#### PROBLEMS TO WORK ON:
1) According to the essay on rituals and etiquette, where was the writer waiting when a stranger asked how much he earned?
2) Extend the essay on rituals and etiquette, beginning immediately after its final sentence.

[start of PROVIDED PASSAGE]

Rituals and Etiquette
By Sunder Das
“The great secret is not having good manners or bad manners or any other particular sort of manners, but having the same manners for all human souls.” George Bernard Shaw
As Rituals and Etiquette are inextricably connected I want to deal with them as one. One of the first things that comes to mind is an experience I had had while I was waiting at a bus stop in New Delhi. In those days people had no concept of a queue and it was a fight to get into the bus first!
A gentleman whom I did not know from Adam struck up a conversation with me. After he had ascertained that I was from Kerala and that I was married, his next question was as to where I was working. Albeit reluctantly I supplied the information and the ensuing question rendered me nonplussed, to say the least. He wanted to know how much I earned. I felt tempted to add a couple more zeros to my salary but I thought the better of it.
Thinking back on this incident it was not the first time I had struck this kind of information seeking. In those days the journey from Chennai to New Delhi took the best part of two days with a bit over. Although we enjoyed the luxury of a reserved ticket, the journey was not for the introverted person but for the outgoing who could supply exaggerated accounts of his life and employment. I hate conversations with strange people on those occasions. But there was no escape from the prying questions of the people travelling with me.
By the end of the first day everyone in the compartment knew everything about everyone else. But this information gathering was without malice as there was only one chance in a million that one would run into any of those fellow travellers in the foreseeable future. Although one can say that this kind of curiosity cuts across the so-called good manners, I think our Indian people are used to this and think nothing of their curiosity. So much for the first lesson in good manners.

[end of PROVIDED PASSAGE]
[start of SUPPLIED MATERIAL]

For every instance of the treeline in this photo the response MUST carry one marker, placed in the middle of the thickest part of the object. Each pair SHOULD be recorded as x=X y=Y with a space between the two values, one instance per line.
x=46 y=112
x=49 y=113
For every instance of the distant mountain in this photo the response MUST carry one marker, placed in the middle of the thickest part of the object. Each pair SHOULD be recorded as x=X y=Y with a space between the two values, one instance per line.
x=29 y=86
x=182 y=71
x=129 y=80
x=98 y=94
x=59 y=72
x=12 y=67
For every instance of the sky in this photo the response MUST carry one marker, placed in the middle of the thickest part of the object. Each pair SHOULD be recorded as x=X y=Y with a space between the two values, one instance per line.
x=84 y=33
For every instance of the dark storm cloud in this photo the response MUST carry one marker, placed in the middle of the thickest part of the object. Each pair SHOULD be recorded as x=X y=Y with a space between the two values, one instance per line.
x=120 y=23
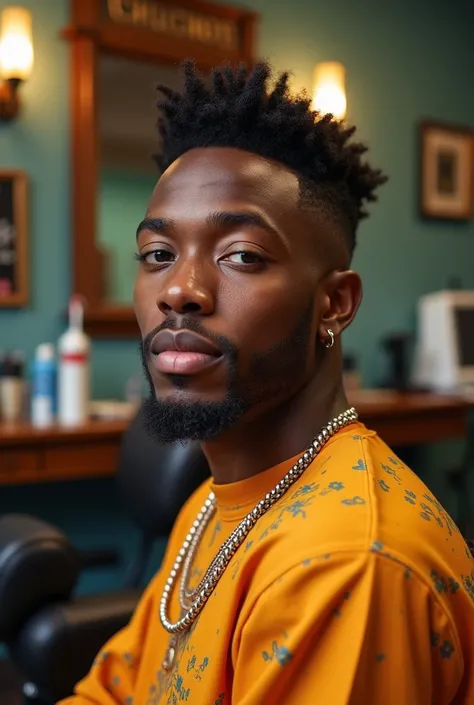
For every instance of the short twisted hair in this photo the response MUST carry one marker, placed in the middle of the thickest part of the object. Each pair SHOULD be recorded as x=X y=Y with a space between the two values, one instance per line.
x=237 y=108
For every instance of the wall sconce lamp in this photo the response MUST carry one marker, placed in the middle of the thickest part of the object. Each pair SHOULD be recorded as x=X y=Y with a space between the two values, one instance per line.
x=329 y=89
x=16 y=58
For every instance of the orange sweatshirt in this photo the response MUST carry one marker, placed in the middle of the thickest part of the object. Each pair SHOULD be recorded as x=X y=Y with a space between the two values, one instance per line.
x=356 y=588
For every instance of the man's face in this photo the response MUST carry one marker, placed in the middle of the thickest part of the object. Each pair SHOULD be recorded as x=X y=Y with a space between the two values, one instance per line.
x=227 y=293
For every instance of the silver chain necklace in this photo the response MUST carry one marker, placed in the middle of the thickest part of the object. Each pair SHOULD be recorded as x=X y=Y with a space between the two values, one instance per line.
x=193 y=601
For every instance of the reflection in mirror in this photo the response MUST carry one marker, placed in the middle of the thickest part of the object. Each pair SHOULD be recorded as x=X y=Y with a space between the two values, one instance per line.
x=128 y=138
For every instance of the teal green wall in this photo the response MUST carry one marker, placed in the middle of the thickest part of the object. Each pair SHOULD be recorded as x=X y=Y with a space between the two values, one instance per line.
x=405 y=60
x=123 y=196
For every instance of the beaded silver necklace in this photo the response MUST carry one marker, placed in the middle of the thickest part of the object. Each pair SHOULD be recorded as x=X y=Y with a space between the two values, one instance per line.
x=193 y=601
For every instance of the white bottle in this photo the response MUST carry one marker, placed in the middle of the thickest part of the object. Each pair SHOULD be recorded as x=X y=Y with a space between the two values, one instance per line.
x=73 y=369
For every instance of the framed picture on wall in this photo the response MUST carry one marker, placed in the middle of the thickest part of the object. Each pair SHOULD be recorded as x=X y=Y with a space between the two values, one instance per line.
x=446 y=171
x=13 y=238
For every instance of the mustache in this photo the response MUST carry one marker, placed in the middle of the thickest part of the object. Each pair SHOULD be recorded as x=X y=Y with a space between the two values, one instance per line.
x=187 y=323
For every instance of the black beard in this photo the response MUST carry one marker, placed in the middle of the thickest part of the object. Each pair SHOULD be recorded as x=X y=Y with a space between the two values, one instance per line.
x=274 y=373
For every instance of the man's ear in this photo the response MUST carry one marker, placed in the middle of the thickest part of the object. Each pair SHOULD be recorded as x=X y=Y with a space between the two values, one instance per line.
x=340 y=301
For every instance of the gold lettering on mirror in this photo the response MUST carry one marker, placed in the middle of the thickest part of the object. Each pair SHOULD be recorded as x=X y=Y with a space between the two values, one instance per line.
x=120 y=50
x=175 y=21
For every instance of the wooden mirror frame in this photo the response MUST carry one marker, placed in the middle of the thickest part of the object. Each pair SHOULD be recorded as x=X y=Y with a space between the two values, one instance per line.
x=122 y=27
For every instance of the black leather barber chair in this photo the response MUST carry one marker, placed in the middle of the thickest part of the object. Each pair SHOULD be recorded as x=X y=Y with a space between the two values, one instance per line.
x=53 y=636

[end of SUPPLIED MATERIAL]

#### OUTPUTS IN ORDER:
1) At a bus stop in New Delhi.

2)
In the West it is customary for a man to stand up when a lady enters the room. I do not know whether it is the same in India too. But I do know one thing that men as also women stand up when a VIP or a Swamiji comes near. It is a beautiful thing to see people prostrating and touching the feet of a Swamiji. I hope this habit does not die out. In the Bible we read: “How beautiful are the feet of them that bring good tidings.” Touching of the feet is a custom in the East. I do not know how or whence this habit originated. In this context I remember an incident when a particularly noteworthy, well-liked former Indian High Commissioner to Australia was offended when some Indian ladies sitting at a table did not stand up when he approached. I sometimes wonder why the so-called socialites chose to ignore the niceties of good manners on that occasion,
One of the saddest things is that we tend to ignore children when they are around. Again we have to consider what Jesus said: “Suffer little children to come to me, for of such is the kingdom of God.” Parents and others who consider little children as important people not only bring happiness to the little ones but also to themselves. To have a child as a friend is to have unbounded happiness.
I think that India is a country with boundless rituals suitable for every occasion. Hardly a month passes when we do not have a festival or the other. And for women exclusively there are special festivals. When a woman is seven months pregnant her women friends get together and have a celebration with rituals galore. Her hands and feet are adorned with patterns of henna. Every one of her friends then adorns her forehead with sandalwood paste and kumkum. Her hair is plaited carefully and flowers placed on it. The whole ceremony lasts for a couple of hours after which a tasteful vegetarian lunch is laid out in which sweets form an integral part. The whole function is to wish her well and also her unborn child.
It is customary for a man to walk closer to the kerb and his lady companion to walk in comparative safety on the other side. This must have originated from the need to protect the lady from the mud and spray that used to be generated when vehicles passed by in days of yore. Remember how Sir Walter Raleigh spread his coat over a puddle so that the Queen did not have to soil her clothes in the mud. One does not often come across the need for this kind of courtesy anymore on Sydney streets.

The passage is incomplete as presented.